From the data below, copy exactly the lines that lie between the one holding "Agent step — locate the white mercedes-benz" and the one holding "Agent step — locate the alloy", including both, and nothing more.

(Input for this task Opens)

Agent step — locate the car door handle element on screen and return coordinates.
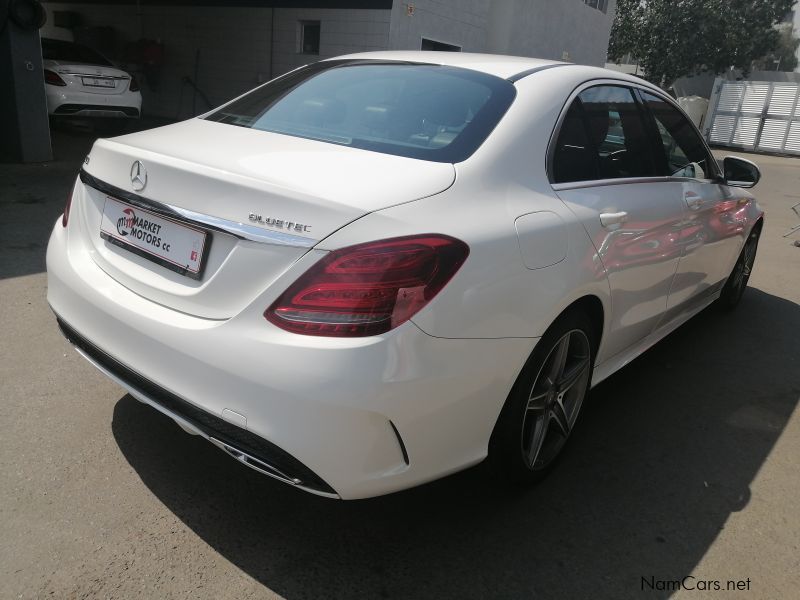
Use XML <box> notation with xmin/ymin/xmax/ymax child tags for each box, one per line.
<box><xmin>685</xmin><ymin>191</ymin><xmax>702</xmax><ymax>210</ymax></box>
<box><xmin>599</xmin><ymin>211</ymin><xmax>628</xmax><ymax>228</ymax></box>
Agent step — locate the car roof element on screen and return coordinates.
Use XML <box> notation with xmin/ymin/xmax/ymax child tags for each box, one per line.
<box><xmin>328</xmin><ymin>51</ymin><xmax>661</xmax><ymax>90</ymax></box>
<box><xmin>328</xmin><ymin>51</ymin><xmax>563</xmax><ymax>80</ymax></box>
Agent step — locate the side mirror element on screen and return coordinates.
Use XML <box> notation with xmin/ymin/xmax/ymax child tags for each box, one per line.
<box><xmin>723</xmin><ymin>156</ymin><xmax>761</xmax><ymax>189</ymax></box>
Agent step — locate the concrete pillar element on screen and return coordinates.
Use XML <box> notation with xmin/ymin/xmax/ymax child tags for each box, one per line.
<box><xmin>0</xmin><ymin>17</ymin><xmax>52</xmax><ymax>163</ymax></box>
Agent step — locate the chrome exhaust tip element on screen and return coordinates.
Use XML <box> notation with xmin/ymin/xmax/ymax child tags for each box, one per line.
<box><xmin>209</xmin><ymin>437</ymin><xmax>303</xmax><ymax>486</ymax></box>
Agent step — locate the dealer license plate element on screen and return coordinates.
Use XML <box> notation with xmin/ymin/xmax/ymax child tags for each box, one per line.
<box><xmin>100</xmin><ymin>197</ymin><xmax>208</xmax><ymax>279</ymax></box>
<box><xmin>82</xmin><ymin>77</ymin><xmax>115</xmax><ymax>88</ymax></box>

(Input for this task Closes)
(Input for this task Opens)

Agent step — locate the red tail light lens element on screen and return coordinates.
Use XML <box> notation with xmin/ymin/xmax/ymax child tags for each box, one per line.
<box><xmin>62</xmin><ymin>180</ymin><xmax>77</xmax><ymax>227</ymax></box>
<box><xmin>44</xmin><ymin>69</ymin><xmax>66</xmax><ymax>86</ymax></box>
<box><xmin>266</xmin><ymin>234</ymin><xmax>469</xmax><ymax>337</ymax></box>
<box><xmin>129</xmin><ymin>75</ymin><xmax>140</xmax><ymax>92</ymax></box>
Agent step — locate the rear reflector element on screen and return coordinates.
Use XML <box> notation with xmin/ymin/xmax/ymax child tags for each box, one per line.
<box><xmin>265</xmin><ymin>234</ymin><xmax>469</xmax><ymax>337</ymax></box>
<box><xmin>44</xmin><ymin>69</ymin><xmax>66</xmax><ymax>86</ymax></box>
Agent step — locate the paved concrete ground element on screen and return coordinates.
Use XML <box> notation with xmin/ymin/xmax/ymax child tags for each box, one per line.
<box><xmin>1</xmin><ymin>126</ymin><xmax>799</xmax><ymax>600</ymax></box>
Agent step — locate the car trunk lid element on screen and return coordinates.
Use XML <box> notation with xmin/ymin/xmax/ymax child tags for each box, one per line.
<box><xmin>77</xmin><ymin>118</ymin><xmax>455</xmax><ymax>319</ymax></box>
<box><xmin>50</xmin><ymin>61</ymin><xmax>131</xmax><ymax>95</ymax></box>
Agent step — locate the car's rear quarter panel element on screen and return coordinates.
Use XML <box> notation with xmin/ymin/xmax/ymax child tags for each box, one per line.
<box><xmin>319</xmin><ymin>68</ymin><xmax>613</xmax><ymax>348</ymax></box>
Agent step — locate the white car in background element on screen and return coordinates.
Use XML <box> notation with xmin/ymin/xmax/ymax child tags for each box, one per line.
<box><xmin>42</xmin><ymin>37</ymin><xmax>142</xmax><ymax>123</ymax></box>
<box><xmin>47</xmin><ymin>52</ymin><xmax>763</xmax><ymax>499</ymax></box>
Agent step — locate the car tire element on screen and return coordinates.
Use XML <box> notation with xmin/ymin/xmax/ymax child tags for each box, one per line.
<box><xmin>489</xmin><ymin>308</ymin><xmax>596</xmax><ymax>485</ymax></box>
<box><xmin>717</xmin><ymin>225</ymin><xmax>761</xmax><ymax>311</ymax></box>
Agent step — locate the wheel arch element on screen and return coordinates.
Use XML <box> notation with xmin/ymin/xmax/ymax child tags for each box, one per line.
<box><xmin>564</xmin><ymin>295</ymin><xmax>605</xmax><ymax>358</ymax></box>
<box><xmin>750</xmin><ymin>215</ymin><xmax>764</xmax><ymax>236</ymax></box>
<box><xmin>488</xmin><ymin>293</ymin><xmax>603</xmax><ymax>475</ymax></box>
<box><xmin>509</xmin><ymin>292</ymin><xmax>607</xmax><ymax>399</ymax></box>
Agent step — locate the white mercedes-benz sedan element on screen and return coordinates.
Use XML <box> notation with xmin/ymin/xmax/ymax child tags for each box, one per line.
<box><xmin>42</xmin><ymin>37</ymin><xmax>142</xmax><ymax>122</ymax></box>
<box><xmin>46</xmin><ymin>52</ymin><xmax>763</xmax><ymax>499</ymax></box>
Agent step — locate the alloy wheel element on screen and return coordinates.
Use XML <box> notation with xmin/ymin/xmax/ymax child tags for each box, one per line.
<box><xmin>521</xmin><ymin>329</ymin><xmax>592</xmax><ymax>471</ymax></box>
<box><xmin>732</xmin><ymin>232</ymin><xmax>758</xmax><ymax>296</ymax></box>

(Input for this task Closes)

Output of the task
Agent step — locate the white mercedes-benz sedan element on screen and return coordinates.
Use XML <box> notation with xmin/ymin/xmax/ymax child tags for each box, one per line.
<box><xmin>42</xmin><ymin>37</ymin><xmax>142</xmax><ymax>122</ymax></box>
<box><xmin>46</xmin><ymin>52</ymin><xmax>763</xmax><ymax>499</ymax></box>
Agent step — locate the alloy wheel element on screen and return coordinates.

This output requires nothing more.